§ **Problems to work on**
**a.** Print everything from "I’ve thought of" down to "not already learned." in the essay on what daughters taught a parent, keeping every word and mark unchanged.
**b.** Answer these about the essay on what daughters taught a parent:
(i) How old was Jane during the skating lesson?
(ii) How many bruises were on each of the children's legs?
(iii) What did the parents buy for Shawnie?

§ **Source excerpt**
1980
What My Daughters Taught Me
April 1980


“What My Daughters Taught Me,” Ensign, Apr. 1980, 72

What My Daughters Taught Me

Parents are supposed to teach their children, right? But one of the best things about parenthood is that your children teach you right back—without even meaning to.

I remember when I was teaching my children how to skate. It was an afternoon of terrible carnage, and the band-aid box was empty halfway through. At last I said, “Let’s put these skates up for a while. Maybe a three-year-old and a four-year-old are just too little for roller skating.”

They protested, even though there were still tears on their cheeks from the last painful spill. “We can’t stop,” Jane, the four-year-old, said.

“Why not?” I asked. “I want you to live to be five. Count the bruises.” There were three on each leg, and a couple of bumps as well.

But still she insisted. “It’s so much fun, Mommy!”

I was surprised. “Fun? What’s fun about hurting yourself?”

But Jane was impatient with a mother who just didn’t understand: “Mommy, it hurts now. But it’s going to be terrific when I get it right!”

I’ve thought of that lesson she taught me dozens of times since then, as struggles and efforts seemed so painful that I wanted to give up. I just tell myself that it’s going to be terrific when I get it right.

Perhaps it’s because little children are only a few short years away from living in the presence of that Being who understands all things; or perhaps it’s because children, unhampered by years of experience, are not in a rut yet—they still see things through fresh eyes. Whatever the reason, my children have often shown a surprising maturity and sometimes as they have unconsciously taught me great lessons, I have been a little abashed that I had not already learned.

Like the time my husband and I bought four-year-old Shawnie a new winter coat. Our children were already used to getting quite a few hand-me-downs from relatives and friends—it seemed so pointless to buy new clothes that would no longer fit in a matter of months. But Shawnie needed a coat immediately, and so we bought one for her.

§ **Provided records**
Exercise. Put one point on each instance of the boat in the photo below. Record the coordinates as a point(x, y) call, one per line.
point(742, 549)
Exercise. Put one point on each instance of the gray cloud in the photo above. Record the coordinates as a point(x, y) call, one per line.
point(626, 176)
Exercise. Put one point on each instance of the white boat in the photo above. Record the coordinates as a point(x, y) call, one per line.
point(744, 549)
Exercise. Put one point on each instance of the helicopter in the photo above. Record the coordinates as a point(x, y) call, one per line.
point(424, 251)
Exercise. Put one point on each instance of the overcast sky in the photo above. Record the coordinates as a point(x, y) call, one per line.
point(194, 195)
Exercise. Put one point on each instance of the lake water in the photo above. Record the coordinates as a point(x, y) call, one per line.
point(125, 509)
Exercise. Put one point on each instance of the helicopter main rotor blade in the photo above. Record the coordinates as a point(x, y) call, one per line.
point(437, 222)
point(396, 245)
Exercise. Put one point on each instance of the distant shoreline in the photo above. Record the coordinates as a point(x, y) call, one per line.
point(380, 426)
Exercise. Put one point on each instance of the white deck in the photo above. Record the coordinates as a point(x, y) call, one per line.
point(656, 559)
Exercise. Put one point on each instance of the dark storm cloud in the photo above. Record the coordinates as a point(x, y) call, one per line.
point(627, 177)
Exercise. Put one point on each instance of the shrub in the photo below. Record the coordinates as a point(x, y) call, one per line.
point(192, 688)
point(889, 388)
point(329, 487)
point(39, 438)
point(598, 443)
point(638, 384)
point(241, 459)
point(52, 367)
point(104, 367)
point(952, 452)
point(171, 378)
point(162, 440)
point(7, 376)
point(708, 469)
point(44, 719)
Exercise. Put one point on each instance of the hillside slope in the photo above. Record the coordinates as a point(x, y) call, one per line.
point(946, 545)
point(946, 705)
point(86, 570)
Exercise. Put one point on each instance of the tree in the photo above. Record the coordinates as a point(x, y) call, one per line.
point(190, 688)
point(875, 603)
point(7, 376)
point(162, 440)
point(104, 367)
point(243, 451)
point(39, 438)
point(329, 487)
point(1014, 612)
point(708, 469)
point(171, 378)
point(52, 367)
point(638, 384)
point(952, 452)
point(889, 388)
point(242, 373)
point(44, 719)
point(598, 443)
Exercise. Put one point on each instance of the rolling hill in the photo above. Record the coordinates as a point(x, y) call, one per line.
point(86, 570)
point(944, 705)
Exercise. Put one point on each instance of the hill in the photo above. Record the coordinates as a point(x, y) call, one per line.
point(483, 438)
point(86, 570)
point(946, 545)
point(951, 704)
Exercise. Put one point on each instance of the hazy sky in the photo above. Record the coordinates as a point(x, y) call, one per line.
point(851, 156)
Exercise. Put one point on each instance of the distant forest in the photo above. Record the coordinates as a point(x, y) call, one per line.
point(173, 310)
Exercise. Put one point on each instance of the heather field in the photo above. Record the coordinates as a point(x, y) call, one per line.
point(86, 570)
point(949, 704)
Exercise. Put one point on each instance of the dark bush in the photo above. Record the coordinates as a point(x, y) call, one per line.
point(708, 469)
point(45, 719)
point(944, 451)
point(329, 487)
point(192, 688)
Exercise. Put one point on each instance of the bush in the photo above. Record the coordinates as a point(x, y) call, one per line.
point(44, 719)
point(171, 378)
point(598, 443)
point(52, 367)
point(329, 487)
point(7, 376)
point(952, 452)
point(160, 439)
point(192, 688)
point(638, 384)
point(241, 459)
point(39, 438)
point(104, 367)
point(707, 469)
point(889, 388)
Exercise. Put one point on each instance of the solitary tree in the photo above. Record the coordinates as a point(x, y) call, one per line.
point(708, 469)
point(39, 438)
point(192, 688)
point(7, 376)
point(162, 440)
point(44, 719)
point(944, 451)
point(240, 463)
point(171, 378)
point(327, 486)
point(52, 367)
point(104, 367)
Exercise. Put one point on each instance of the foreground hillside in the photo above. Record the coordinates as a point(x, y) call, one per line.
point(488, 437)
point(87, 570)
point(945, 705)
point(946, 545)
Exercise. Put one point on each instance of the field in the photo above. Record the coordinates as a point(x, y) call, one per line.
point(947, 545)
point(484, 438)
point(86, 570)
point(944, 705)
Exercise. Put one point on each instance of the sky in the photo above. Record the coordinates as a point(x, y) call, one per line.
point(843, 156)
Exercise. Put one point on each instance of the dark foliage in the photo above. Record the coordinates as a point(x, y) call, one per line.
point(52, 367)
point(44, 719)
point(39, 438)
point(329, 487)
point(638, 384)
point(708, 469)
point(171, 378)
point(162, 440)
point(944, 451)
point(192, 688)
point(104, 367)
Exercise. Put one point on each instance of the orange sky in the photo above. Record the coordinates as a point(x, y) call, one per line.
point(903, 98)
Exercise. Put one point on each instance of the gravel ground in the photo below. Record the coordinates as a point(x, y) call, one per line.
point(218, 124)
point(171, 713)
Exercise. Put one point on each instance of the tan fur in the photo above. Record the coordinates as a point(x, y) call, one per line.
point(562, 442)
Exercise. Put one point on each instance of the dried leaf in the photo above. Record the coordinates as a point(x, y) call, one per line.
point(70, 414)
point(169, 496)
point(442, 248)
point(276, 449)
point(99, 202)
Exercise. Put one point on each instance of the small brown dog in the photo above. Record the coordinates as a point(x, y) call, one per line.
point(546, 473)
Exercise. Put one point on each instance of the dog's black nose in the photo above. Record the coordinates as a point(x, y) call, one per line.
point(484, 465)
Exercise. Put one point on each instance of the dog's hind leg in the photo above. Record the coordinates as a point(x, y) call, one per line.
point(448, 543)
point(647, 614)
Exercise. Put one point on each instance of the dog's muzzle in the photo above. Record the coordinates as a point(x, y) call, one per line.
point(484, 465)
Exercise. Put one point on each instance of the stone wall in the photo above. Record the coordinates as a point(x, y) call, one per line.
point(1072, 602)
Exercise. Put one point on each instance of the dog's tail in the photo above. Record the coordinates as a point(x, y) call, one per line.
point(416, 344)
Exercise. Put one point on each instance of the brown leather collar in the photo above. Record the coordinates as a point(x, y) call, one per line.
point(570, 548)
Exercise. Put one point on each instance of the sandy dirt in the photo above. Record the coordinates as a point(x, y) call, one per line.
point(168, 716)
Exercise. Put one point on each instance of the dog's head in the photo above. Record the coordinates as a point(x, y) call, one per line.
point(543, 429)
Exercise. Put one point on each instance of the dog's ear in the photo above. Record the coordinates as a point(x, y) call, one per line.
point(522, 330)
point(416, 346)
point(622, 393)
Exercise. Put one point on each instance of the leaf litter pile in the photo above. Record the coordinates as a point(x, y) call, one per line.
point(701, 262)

§ **Task results**
**a.**
I’ve thought of that lesson she taught me dozens of times since then, as struggles and efforts seemed so painful that I wanted to give up. I just tell myself that it’s going to be terrific when I get it right.

Perhaps it’s because little children are only a few short years away from living in the presence of that Being who understands all things; or perhaps it’s because children, unhampered by years of experience, are not in a rut yet—they still see things through fresh eyes. Whatever the reason, my children have often shown a surprising maturity and sometimes as they have unconsciously taught me great lessons, I have been a little abashed that I had not already learned.

**b.**
(i) Four years old.
(ii) Three.
(iii) A new winter coat.